Requirement:
Consider the listing below. Extract exactly the lines from the line containing "of the small" to the line containing "the red berry", both included.

Task material:

◆ ◆ ◆ ◆ ◆

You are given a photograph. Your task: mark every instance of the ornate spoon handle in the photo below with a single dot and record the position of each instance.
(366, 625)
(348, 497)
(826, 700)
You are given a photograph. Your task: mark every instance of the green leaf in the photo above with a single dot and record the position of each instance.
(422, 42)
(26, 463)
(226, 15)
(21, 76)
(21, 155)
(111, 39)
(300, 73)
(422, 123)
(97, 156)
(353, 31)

◆ ◆ ◆ ◆ ◆

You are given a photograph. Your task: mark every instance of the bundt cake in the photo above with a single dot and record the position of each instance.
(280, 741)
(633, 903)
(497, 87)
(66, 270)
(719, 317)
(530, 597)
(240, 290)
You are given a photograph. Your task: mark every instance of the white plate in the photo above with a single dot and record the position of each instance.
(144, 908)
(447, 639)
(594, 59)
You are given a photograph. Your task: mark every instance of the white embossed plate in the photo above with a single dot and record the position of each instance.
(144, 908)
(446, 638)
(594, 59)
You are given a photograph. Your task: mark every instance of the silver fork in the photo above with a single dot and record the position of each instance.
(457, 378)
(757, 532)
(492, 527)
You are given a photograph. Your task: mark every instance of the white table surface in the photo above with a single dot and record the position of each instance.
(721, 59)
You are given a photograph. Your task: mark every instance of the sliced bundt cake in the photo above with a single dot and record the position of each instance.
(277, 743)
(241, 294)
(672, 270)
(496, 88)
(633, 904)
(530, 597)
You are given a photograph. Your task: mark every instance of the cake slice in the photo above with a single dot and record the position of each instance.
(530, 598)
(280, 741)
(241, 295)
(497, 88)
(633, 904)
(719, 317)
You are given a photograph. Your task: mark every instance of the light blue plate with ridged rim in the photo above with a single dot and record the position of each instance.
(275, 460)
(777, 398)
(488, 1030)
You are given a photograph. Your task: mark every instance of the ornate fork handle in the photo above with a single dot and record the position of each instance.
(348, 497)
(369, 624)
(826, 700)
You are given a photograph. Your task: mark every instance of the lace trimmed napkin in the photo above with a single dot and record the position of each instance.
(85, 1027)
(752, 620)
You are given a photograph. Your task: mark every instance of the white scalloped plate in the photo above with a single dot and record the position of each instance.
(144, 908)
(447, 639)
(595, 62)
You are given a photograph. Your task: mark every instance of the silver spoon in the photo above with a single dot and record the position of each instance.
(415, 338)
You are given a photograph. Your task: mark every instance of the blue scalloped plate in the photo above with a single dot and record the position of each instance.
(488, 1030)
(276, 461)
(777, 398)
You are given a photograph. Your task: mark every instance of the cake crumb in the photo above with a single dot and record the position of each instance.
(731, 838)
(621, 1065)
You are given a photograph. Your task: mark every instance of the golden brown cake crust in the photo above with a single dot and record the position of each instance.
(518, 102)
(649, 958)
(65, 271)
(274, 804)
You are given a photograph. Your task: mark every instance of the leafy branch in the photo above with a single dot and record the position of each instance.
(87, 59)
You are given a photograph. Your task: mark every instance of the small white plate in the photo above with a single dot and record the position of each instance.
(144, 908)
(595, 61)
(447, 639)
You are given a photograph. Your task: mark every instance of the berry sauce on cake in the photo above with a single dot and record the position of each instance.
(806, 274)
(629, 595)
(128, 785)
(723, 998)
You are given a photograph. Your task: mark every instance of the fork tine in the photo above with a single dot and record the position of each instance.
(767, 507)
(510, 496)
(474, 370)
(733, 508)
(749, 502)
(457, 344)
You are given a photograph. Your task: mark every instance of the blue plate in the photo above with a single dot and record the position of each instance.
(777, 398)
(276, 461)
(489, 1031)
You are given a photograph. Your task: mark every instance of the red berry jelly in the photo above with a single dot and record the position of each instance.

◆ ◆ ◆ ◆ ◆

Task answer:
You are given a photograph. Your task: mark every instance of the small white plate in the photo above with a single dot and record the position of each instance.
(144, 908)
(595, 61)
(447, 639)
You are given a photograph. Your task: mark every instance of the berry sauce on cake in the photo above with a single dot and record the position of each instance.
(806, 274)
(629, 595)
(128, 785)
(723, 998)
You are given a photograph. Your task: mark every instance of the fork tine in the photo above with a single dot and record the position of each instance.
(767, 507)
(510, 496)
(474, 370)
(733, 508)
(749, 502)
(457, 344)
You are given a photograph. Your task: mark every instance of the blue plate in the photo above with a single dot and record the position of each instance.
(777, 398)
(276, 461)
(489, 1031)
You are given a photograph. Your task: mark every instance of the red berry jelly in the photo above with a single dot and record the position of each instance.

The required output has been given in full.